== Extract ==

The Indian High Court would not have become the first in the world to strike down mandatory death penalties for drug trafficking offenses if Anand Grover, director of the Lawyers Collective, had not mounted the legal case that characterized the law as “arbitrary, excessive and disproportionate.”
But in recent months, the renowned legal advocate has been facing escalating attempts by India’s Central Bureau of Investigation (CBI) to undermine his work. On July 11, CBI conducted a raid on his New Delhi home and office, as well as those of his colleague Indira Jaising, the Lawyers Collective’s senior advocate.
In late June, the CBI filed criminal charges against the group, even though a court is currently considering its cancellation. Human rights organizations, including Amnesty International and Human Rights Watch, called this additional legal action a “blatant misuse of its agencies by the Indian Government to target critical human rights work.”
The CBI alleges that Lawyers Collective violated the Foreign Contribution Regulation Act (FCRA), a law that allowed the government in 2016 to revoke Lawyers Collective’s registration and freeze its bank accounts for “activities not conducive to national interest.” That year, the United National Special Rapporteurs on Freedom of Expression and on the Situation of Human Rights Defenders described the Lawyer Collective’s bank account suspension as a “politically motivated” attempt at “intimidating, delegitimising and silencing […] their litigation and criticism of the Government’s policies.”

===
== Dataset excerpts ==

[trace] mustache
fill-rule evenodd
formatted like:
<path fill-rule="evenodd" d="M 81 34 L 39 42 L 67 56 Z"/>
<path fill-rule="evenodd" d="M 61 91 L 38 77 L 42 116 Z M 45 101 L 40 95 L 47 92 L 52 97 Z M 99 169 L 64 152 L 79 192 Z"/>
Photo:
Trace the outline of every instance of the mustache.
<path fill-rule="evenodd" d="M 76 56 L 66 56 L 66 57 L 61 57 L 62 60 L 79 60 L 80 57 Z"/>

===

Problems to solve:
**A)** In the article about the Lawyers Collective, on what date did the CBI raid Anand Grover's New Delhi home and office?
**B)** Write the next part of the article about the Lawyers Collective, starting after its last sentence.

Answers provided:
**A)** July 11

**B)**
Grover has represented petitioners in landmark cases that saw India’s Supreme Court overturning the colonial-era law that criminalized homosexuality, recognizing transgender people’s legal protections, and prohibiting Big Pharma from patenting certain medications, like antiretroviral therapies for HIV.
In June 2019, 10 human rights organizations called on the government to “end all acts of harassment” that are violating, as Special Rapporteur Maina Kiai described in 2016, Lawyers Collective’s “right to freedom of association under international law, standards, and principles.”
“We, people who use drugs, stand in solidarity with Anand Grover and Indira Jaising and demand an end to the enactment and deployment of arbitrary laws and regulations that are used as a smokescreen in silencing dissent and opposition,” stated the International Network of People who Use Drugs and the Asian Network of People who Use Drugs. “In an era of rising right-wing populism, fierce and independent advocacy is needed more than ever; attempts to quell legitimate dissent must be called out for what they are.”